§ WORK TO COMPLETE
Print each line of the material below without changing anything.

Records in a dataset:
[BEGIN]

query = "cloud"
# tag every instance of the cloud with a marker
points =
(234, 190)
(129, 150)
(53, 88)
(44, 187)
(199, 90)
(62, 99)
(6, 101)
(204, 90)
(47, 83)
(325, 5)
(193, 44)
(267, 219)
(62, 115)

[END]

§ OUTPUT
query = "cloud"
# tag every instance of the cloud with a marker
points =
(234, 190)
(129, 150)
(53, 88)
(44, 187)
(199, 90)
(62, 99)
(6, 101)
(204, 90)
(47, 83)
(325, 5)
(193, 44)
(267, 219)
(62, 115)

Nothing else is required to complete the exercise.